§ **Problem to solve**: Report every line in the entries below that contains the word "suit", copying each such line in full.

§ **Record list**:
begin
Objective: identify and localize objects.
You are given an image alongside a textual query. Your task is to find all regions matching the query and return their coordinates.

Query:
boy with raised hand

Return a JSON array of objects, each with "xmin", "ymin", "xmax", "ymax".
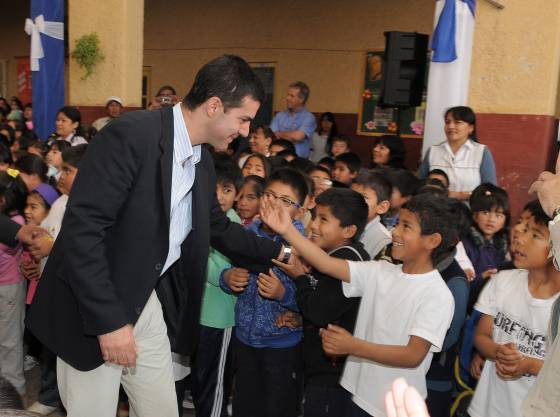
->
[
  {"xmin": 261, "ymin": 195, "xmax": 458, "ymax": 417},
  {"xmin": 469, "ymin": 201, "xmax": 560, "ymax": 417},
  {"xmin": 352, "ymin": 172, "xmax": 392, "ymax": 259},
  {"xmin": 276, "ymin": 188, "xmax": 369, "ymax": 417}
]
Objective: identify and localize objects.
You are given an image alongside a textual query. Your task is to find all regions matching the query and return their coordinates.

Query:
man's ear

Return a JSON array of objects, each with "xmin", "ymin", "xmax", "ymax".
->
[
  {"xmin": 204, "ymin": 96, "xmax": 224, "ymax": 117},
  {"xmin": 422, "ymin": 233, "xmax": 442, "ymax": 250},
  {"xmin": 342, "ymin": 224, "xmax": 358, "ymax": 240},
  {"xmin": 375, "ymin": 200, "xmax": 391, "ymax": 216}
]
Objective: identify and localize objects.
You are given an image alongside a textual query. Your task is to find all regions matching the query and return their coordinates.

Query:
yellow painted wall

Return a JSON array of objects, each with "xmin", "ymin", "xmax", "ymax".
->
[
  {"xmin": 68, "ymin": 0, "xmax": 144, "ymax": 106},
  {"xmin": 144, "ymin": 0, "xmax": 435, "ymax": 113},
  {"xmin": 469, "ymin": 0, "xmax": 560, "ymax": 115}
]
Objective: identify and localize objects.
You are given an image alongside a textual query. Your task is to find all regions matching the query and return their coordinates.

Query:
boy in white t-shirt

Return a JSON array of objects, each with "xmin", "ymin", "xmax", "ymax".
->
[
  {"xmin": 469, "ymin": 200, "xmax": 560, "ymax": 417},
  {"xmin": 261, "ymin": 195, "xmax": 458, "ymax": 417}
]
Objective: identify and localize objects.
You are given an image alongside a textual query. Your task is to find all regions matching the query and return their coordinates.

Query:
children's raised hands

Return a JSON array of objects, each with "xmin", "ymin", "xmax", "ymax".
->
[
  {"xmin": 385, "ymin": 378, "xmax": 430, "ymax": 417},
  {"xmin": 272, "ymin": 251, "xmax": 311, "ymax": 278},
  {"xmin": 260, "ymin": 198, "xmax": 293, "ymax": 235}
]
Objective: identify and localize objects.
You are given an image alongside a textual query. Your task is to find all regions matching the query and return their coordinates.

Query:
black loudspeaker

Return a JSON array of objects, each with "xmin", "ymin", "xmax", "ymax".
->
[{"xmin": 379, "ymin": 32, "xmax": 428, "ymax": 108}]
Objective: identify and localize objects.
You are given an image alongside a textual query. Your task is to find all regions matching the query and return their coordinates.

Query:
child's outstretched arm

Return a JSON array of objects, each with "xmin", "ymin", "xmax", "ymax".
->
[
  {"xmin": 321, "ymin": 324, "xmax": 431, "ymax": 368},
  {"xmin": 260, "ymin": 198, "xmax": 350, "ymax": 282}
]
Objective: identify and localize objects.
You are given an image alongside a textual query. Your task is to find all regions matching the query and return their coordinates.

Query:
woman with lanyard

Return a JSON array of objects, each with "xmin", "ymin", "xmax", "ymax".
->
[
  {"xmin": 51, "ymin": 106, "xmax": 88, "ymax": 146},
  {"xmin": 418, "ymin": 106, "xmax": 497, "ymax": 201}
]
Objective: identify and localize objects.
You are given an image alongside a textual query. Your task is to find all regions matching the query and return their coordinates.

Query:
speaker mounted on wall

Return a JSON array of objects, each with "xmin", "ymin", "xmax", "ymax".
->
[{"xmin": 379, "ymin": 32, "xmax": 429, "ymax": 109}]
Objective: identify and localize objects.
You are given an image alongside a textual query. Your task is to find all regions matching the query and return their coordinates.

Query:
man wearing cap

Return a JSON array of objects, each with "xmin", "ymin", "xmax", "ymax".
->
[{"xmin": 91, "ymin": 96, "xmax": 123, "ymax": 132}]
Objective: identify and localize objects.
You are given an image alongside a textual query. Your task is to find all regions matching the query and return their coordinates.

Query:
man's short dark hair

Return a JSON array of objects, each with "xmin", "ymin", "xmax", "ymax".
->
[
  {"xmin": 266, "ymin": 168, "xmax": 309, "ymax": 204},
  {"xmin": 270, "ymin": 139, "xmax": 296, "ymax": 153},
  {"xmin": 212, "ymin": 152, "xmax": 243, "ymax": 193},
  {"xmin": 62, "ymin": 143, "xmax": 88, "ymax": 169},
  {"xmin": 289, "ymin": 81, "xmax": 310, "ymax": 104},
  {"xmin": 183, "ymin": 55, "xmax": 265, "ymax": 111},
  {"xmin": 355, "ymin": 172, "xmax": 393, "ymax": 203},
  {"xmin": 315, "ymin": 188, "xmax": 368, "ymax": 241},
  {"xmin": 402, "ymin": 193, "xmax": 461, "ymax": 265},
  {"xmin": 334, "ymin": 152, "xmax": 362, "ymax": 173}
]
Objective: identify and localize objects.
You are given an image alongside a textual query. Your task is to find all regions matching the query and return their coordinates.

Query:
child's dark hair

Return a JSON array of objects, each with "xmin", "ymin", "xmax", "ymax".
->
[
  {"xmin": 276, "ymin": 149, "xmax": 298, "ymax": 159},
  {"xmin": 0, "ymin": 143, "xmax": 14, "ymax": 166},
  {"xmin": 49, "ymin": 139, "xmax": 72, "ymax": 152},
  {"xmin": 270, "ymin": 139, "xmax": 296, "ymax": 153},
  {"xmin": 214, "ymin": 154, "xmax": 243, "ymax": 192},
  {"xmin": 62, "ymin": 143, "xmax": 88, "ymax": 169},
  {"xmin": 523, "ymin": 200, "xmax": 552, "ymax": 227},
  {"xmin": 377, "ymin": 135, "xmax": 406, "ymax": 168},
  {"xmin": 266, "ymin": 168, "xmax": 309, "ymax": 204},
  {"xmin": 317, "ymin": 156, "xmax": 334, "ymax": 170},
  {"xmin": 307, "ymin": 165, "xmax": 332, "ymax": 178},
  {"xmin": 331, "ymin": 136, "xmax": 350, "ymax": 149},
  {"xmin": 388, "ymin": 169, "xmax": 420, "ymax": 197},
  {"xmin": 315, "ymin": 188, "xmax": 368, "ymax": 241},
  {"xmin": 402, "ymin": 193, "xmax": 459, "ymax": 265},
  {"xmin": 469, "ymin": 183, "xmax": 511, "ymax": 229},
  {"xmin": 334, "ymin": 152, "xmax": 362, "ymax": 173},
  {"xmin": 355, "ymin": 172, "xmax": 393, "ymax": 203},
  {"xmin": 239, "ymin": 175, "xmax": 266, "ymax": 198},
  {"xmin": 15, "ymin": 153, "xmax": 49, "ymax": 182},
  {"xmin": 288, "ymin": 156, "xmax": 315, "ymax": 174},
  {"xmin": 243, "ymin": 153, "xmax": 271, "ymax": 178},
  {"xmin": 426, "ymin": 168, "xmax": 449, "ymax": 188},
  {"xmin": 0, "ymin": 172, "xmax": 27, "ymax": 215}
]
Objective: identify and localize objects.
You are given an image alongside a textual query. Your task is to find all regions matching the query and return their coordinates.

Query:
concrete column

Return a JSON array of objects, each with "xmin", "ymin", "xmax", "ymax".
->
[{"xmin": 68, "ymin": 0, "xmax": 144, "ymax": 107}]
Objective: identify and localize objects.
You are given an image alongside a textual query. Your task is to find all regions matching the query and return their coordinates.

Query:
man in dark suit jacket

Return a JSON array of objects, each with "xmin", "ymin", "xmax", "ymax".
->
[{"xmin": 27, "ymin": 56, "xmax": 289, "ymax": 417}]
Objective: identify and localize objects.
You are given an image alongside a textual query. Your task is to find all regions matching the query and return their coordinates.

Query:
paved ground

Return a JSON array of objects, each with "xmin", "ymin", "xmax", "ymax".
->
[{"xmin": 23, "ymin": 366, "xmax": 195, "ymax": 417}]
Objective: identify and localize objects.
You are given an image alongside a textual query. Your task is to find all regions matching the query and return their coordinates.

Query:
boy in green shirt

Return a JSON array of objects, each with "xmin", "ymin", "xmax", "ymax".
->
[{"xmin": 191, "ymin": 158, "xmax": 243, "ymax": 417}]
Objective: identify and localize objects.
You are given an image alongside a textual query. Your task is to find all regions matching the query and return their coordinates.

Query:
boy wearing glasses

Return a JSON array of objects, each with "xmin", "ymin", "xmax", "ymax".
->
[{"xmin": 220, "ymin": 169, "xmax": 308, "ymax": 417}]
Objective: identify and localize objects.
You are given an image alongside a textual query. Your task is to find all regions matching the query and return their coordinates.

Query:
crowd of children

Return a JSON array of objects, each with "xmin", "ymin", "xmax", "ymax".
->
[{"xmin": 0, "ymin": 96, "xmax": 560, "ymax": 417}]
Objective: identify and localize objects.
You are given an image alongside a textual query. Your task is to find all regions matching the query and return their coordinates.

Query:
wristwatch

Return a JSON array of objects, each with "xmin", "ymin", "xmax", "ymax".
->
[{"xmin": 280, "ymin": 245, "xmax": 292, "ymax": 264}]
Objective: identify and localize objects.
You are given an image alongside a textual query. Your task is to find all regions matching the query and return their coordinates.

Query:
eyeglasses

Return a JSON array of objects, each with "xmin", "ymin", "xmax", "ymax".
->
[
  {"xmin": 311, "ymin": 176, "xmax": 332, "ymax": 187},
  {"xmin": 263, "ymin": 191, "xmax": 301, "ymax": 208}
]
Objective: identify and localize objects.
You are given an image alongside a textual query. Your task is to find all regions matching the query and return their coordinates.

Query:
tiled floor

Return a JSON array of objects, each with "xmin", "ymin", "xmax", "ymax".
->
[{"xmin": 23, "ymin": 366, "xmax": 195, "ymax": 417}]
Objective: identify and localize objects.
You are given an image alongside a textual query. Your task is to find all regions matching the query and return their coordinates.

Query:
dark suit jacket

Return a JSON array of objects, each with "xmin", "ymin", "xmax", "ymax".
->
[
  {"xmin": 0, "ymin": 214, "xmax": 21, "ymax": 246},
  {"xmin": 27, "ymin": 108, "xmax": 280, "ymax": 371}
]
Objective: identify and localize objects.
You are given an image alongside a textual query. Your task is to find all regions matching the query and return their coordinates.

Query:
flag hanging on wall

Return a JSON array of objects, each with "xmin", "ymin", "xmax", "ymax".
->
[
  {"xmin": 422, "ymin": 0, "xmax": 476, "ymax": 155},
  {"xmin": 25, "ymin": 0, "xmax": 64, "ymax": 139}
]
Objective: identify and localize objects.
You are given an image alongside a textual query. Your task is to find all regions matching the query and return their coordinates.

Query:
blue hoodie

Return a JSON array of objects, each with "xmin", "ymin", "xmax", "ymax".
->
[{"xmin": 220, "ymin": 220, "xmax": 303, "ymax": 348}]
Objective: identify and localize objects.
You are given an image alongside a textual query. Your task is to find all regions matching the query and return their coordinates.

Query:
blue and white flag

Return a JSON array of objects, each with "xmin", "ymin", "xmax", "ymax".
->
[
  {"xmin": 25, "ymin": 0, "xmax": 64, "ymax": 139},
  {"xmin": 422, "ymin": 0, "xmax": 476, "ymax": 155}
]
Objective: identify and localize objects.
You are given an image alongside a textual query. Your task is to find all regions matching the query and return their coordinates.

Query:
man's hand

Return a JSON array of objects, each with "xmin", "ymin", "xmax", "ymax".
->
[
  {"xmin": 529, "ymin": 155, "xmax": 560, "ymax": 217},
  {"xmin": 224, "ymin": 268, "xmax": 250, "ymax": 292},
  {"xmin": 272, "ymin": 253, "xmax": 311, "ymax": 278},
  {"xmin": 320, "ymin": 324, "xmax": 354, "ymax": 356},
  {"xmin": 257, "ymin": 269, "xmax": 286, "ymax": 301},
  {"xmin": 16, "ymin": 224, "xmax": 48, "ymax": 245},
  {"xmin": 385, "ymin": 378, "xmax": 430, "ymax": 417},
  {"xmin": 470, "ymin": 352, "xmax": 485, "ymax": 379},
  {"xmin": 480, "ymin": 268, "xmax": 498, "ymax": 279},
  {"xmin": 97, "ymin": 324, "xmax": 138, "ymax": 368},
  {"xmin": 28, "ymin": 234, "xmax": 54, "ymax": 260},
  {"xmin": 19, "ymin": 261, "xmax": 41, "ymax": 280},
  {"xmin": 274, "ymin": 310, "xmax": 303, "ymax": 329}
]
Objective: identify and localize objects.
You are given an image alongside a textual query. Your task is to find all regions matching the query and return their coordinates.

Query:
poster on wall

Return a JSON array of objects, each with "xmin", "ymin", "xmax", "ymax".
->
[
  {"xmin": 17, "ymin": 57, "xmax": 32, "ymax": 105},
  {"xmin": 356, "ymin": 50, "xmax": 427, "ymax": 138}
]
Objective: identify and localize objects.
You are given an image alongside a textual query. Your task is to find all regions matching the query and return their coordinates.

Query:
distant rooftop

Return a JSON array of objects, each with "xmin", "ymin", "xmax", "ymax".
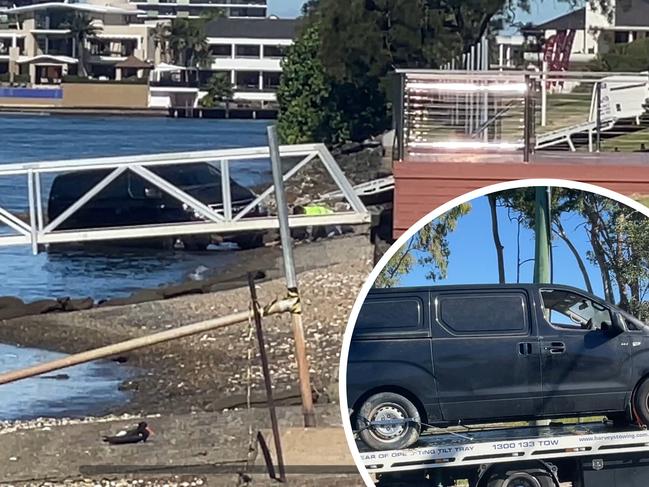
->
[
  {"xmin": 5, "ymin": 2, "xmax": 144, "ymax": 15},
  {"xmin": 536, "ymin": 7, "xmax": 586, "ymax": 30},
  {"xmin": 205, "ymin": 18, "xmax": 300, "ymax": 39},
  {"xmin": 615, "ymin": 0, "xmax": 649, "ymax": 27}
]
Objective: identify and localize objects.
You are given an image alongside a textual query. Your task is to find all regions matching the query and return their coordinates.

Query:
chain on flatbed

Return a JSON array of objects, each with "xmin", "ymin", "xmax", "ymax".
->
[{"xmin": 358, "ymin": 423, "xmax": 649, "ymax": 473}]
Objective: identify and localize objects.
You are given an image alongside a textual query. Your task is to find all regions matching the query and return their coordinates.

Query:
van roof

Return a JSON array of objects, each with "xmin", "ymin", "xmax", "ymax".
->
[{"xmin": 370, "ymin": 283, "xmax": 612, "ymax": 304}]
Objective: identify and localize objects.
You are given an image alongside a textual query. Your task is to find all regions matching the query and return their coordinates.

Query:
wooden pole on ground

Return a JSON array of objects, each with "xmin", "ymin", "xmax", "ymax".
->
[
  {"xmin": 268, "ymin": 125, "xmax": 316, "ymax": 428},
  {"xmin": 0, "ymin": 299, "xmax": 297, "ymax": 385}
]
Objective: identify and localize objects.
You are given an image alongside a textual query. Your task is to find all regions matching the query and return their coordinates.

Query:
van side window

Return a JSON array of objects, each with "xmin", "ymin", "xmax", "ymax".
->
[
  {"xmin": 541, "ymin": 289, "xmax": 613, "ymax": 330},
  {"xmin": 354, "ymin": 296, "xmax": 423, "ymax": 332},
  {"xmin": 438, "ymin": 293, "xmax": 529, "ymax": 335}
]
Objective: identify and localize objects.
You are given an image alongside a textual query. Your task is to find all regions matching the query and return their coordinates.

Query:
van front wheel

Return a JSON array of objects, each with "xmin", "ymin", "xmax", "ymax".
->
[{"xmin": 356, "ymin": 392, "xmax": 421, "ymax": 450}]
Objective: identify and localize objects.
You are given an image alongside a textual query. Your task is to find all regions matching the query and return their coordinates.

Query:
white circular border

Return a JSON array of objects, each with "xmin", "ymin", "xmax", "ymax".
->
[{"xmin": 339, "ymin": 179, "xmax": 649, "ymax": 487}]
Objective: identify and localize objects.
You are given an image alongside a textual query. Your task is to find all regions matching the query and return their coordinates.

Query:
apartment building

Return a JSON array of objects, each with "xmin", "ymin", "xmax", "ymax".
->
[
  {"xmin": 0, "ymin": 0, "xmax": 152, "ymax": 85},
  {"xmin": 200, "ymin": 18, "xmax": 299, "ymax": 102}
]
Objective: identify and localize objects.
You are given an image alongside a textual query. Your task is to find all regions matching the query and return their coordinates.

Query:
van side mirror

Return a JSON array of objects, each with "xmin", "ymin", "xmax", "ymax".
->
[{"xmin": 609, "ymin": 312, "xmax": 626, "ymax": 335}]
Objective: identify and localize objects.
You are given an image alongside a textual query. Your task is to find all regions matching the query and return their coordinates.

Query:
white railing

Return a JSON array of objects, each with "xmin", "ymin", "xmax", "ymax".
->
[{"xmin": 0, "ymin": 144, "xmax": 370, "ymax": 253}]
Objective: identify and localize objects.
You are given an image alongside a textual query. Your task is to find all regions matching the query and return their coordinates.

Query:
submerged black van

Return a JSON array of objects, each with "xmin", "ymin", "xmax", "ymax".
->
[
  {"xmin": 47, "ymin": 162, "xmax": 265, "ymax": 250},
  {"xmin": 347, "ymin": 284, "xmax": 649, "ymax": 449}
]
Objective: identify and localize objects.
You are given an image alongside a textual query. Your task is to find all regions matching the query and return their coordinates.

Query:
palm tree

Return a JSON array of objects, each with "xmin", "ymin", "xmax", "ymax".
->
[
  {"xmin": 61, "ymin": 13, "xmax": 101, "ymax": 76},
  {"xmin": 166, "ymin": 18, "xmax": 210, "ymax": 68},
  {"xmin": 199, "ymin": 73, "xmax": 234, "ymax": 112},
  {"xmin": 151, "ymin": 22, "xmax": 169, "ymax": 64}
]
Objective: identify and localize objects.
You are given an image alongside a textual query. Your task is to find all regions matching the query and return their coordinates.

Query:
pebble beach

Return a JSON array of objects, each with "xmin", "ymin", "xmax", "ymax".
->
[{"xmin": 0, "ymin": 236, "xmax": 372, "ymax": 487}]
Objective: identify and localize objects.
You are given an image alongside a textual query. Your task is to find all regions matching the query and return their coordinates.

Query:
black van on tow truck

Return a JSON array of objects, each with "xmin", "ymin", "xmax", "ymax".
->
[{"xmin": 347, "ymin": 284, "xmax": 649, "ymax": 452}]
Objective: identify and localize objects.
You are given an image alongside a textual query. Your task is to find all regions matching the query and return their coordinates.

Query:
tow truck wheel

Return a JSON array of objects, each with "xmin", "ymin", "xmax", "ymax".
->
[
  {"xmin": 356, "ymin": 392, "xmax": 421, "ymax": 450},
  {"xmin": 633, "ymin": 377, "xmax": 649, "ymax": 426},
  {"xmin": 487, "ymin": 469, "xmax": 555, "ymax": 487}
]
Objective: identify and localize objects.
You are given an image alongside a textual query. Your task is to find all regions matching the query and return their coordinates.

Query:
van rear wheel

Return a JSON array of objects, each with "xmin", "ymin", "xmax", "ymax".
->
[
  {"xmin": 356, "ymin": 392, "xmax": 421, "ymax": 450},
  {"xmin": 633, "ymin": 377, "xmax": 649, "ymax": 426},
  {"xmin": 487, "ymin": 469, "xmax": 555, "ymax": 487}
]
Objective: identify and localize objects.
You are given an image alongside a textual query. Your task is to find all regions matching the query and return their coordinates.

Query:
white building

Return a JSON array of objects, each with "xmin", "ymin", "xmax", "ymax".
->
[
  {"xmin": 200, "ymin": 18, "xmax": 299, "ymax": 102},
  {"xmin": 530, "ymin": 0, "xmax": 649, "ymax": 62}
]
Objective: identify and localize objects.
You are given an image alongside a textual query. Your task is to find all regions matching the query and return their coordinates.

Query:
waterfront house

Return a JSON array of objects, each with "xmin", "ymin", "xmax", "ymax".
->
[
  {"xmin": 0, "ymin": 0, "xmax": 151, "ymax": 85},
  {"xmin": 523, "ymin": 0, "xmax": 649, "ymax": 63},
  {"xmin": 200, "ymin": 17, "xmax": 299, "ymax": 105}
]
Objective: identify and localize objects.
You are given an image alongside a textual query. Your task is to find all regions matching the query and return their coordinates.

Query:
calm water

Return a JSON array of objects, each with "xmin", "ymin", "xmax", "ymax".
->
[
  {"xmin": 0, "ymin": 344, "xmax": 131, "ymax": 420},
  {"xmin": 0, "ymin": 115, "xmax": 270, "ymax": 420},
  {"xmin": 0, "ymin": 115, "xmax": 270, "ymax": 300}
]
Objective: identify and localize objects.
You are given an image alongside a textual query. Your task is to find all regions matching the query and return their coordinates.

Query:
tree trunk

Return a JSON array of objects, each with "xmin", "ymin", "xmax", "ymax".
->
[
  {"xmin": 554, "ymin": 220, "xmax": 593, "ymax": 293},
  {"xmin": 77, "ymin": 37, "xmax": 86, "ymax": 76},
  {"xmin": 589, "ymin": 221, "xmax": 615, "ymax": 303},
  {"xmin": 488, "ymin": 194, "xmax": 505, "ymax": 284}
]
end
§ **Result**:
man in dark suit jacket
dark suit jacket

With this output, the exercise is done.